▶ [Page]

It is one thing to muse about experts abusing their position and another to prove it.The best way to do so would be to measure how an expert treats you versus how he performs the same service for himself.
Unlike other professionals who would not share this information, real estate sales are a matter of public record and real estate agents often do sell their own homes. We replicated the experiment they ran in Freakonomics (theirs being: a data set covering the sale of nearly 100,000 houses in suburban Chicago showing that more than 3,000 of those houses were owned by the agents themselves) using TREB #MLS data and found very similar findings – our data set was for 2016-2017 and found approximately 100,000 per year in the system, with about 4,000 of them being realtors’ properties.
Before plunging into the data, it helps to ask a question: what is the real-estate agent’s incentive when she is selling her own home?
Simple: to make the best deal possible.
Presumably this is also your incentive when you are selling your home. And so your incentive and the real-estate agent’s incentive would seem to be nicely aligned. Her commission, after all, is based on the sale price.
How their commission is broken down
But as incentives go, commissions are tricky. First of all, a 5% real estate commission is typically split between the seller’s agent and the buyer’s. Each agent then kicks back roughly 30% (on average) of her take to the agency. Which means that only 1.75 percent of the purchase price goes directly into your agent’s pocket.
So on the sale of your $900,000 house, her personal take of $45,000 of commission is $15,750.
Still not bad, you say. But what if the house was actually worth more than $900,000? What if, with a little more effort and patience and a few more newspaper ads, she could have sold it for $920,000?

▶ [Exercise instructions]
1. In the piece on real estate agent commissions, translate this sentence into Spanish: "Her commission, after all, is based on the sale price."
2. Carry the piece on real estate agent commissions forward, picking up right after its last sentence.

▶ [Provided material]
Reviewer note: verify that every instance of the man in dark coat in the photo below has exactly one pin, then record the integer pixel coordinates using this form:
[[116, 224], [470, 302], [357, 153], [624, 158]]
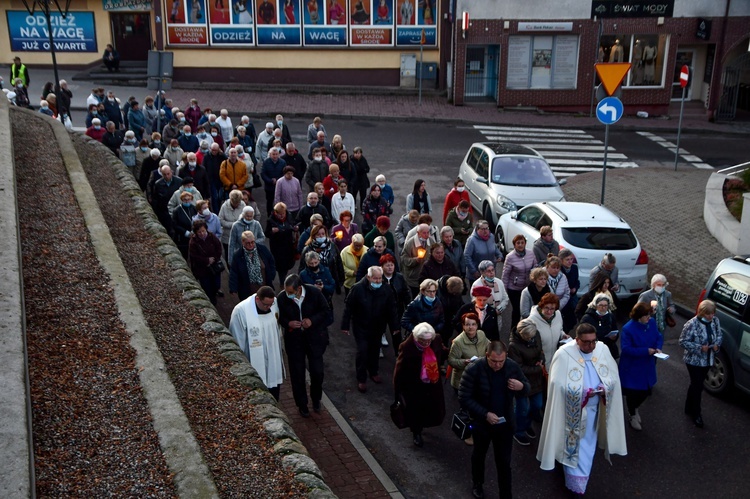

▶ [Expected answers]
1. Su comisión, después de todo, se basa en el precio de venta.

2.
After the commission, that nets you an additional $19,000 while she earns only $350, maybe your incentives aren’t aligned after all. (Especially when she’s the one paying for the ads and doing all the work.)
Is the agent willing to put out all the extra time, money, and energy for just $350? There’s only one way to find out: measure the difference between the sales data for houses that belong to real-estate agents themselves and the houses they sold on behalf of clients.
How long do realtors’ houses stay on the market then?

Using the data from the recent sales in the #GTA, and controlling for any number of variables—location, age and quality of the house, aesthetics, whether or not the property was an investment, and so on—it turns out that a real estate agent keeps their own home on the market an average of ten days longer and sells it for an extra 3+ percent, or $30,000 on a $900,000 house.
When they sells their own house, an agent holds out for the best offer; when they sells yours, they encourages you to take the first decent offer that comes along.
Like a stockbroker churning commissions, she wants to make deals and make them fast. Why not? Her share of a better offer—$350—is too puny an incentive to encourage her to do otherwise.